EXERCISE GOAL ▸
Pick out each line in the items below that contains the string "pixel", matching case exactly.

══════════

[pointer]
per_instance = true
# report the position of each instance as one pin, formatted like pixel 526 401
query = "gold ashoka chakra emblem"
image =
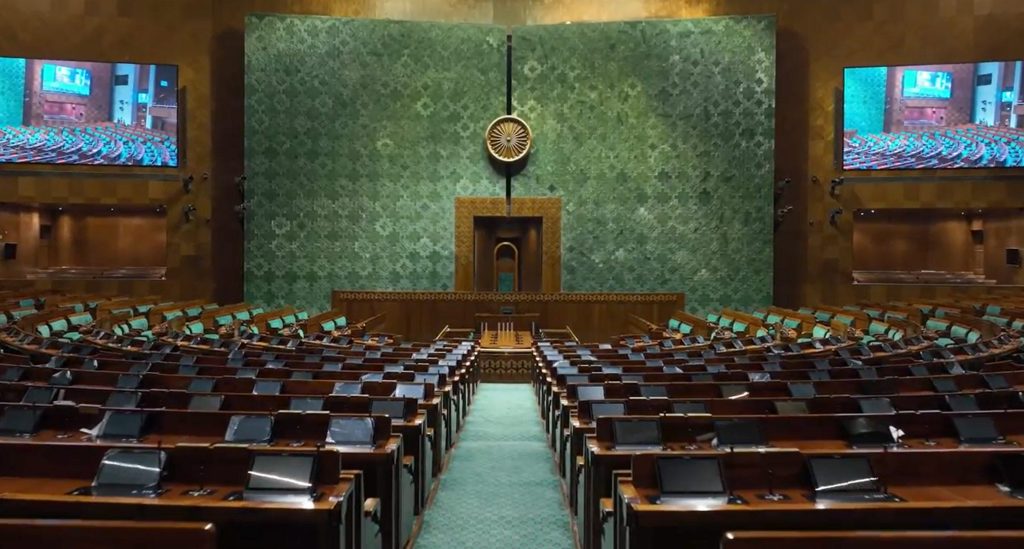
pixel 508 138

══════════

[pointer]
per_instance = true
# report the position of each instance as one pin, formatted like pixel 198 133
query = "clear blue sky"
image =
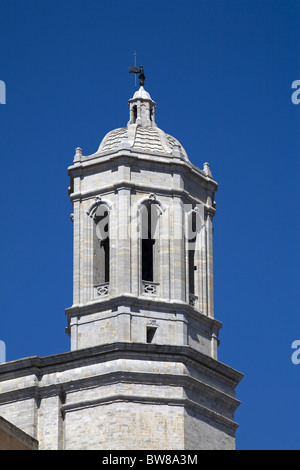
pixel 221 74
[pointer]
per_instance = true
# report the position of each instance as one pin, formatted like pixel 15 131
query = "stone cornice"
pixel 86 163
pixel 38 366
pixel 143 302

══════════

RESULT OF THE EXERCISE ▸
# report the position of each instance as one pin, formatted like pixel 526 401
pixel 508 138
# report the position of each instance as one pin, formatted like pixel 198 133
pixel 221 74
# report the position of each instance as one pin, formatted like pixel 15 131
pixel 86 163
pixel 38 366
pixel 143 302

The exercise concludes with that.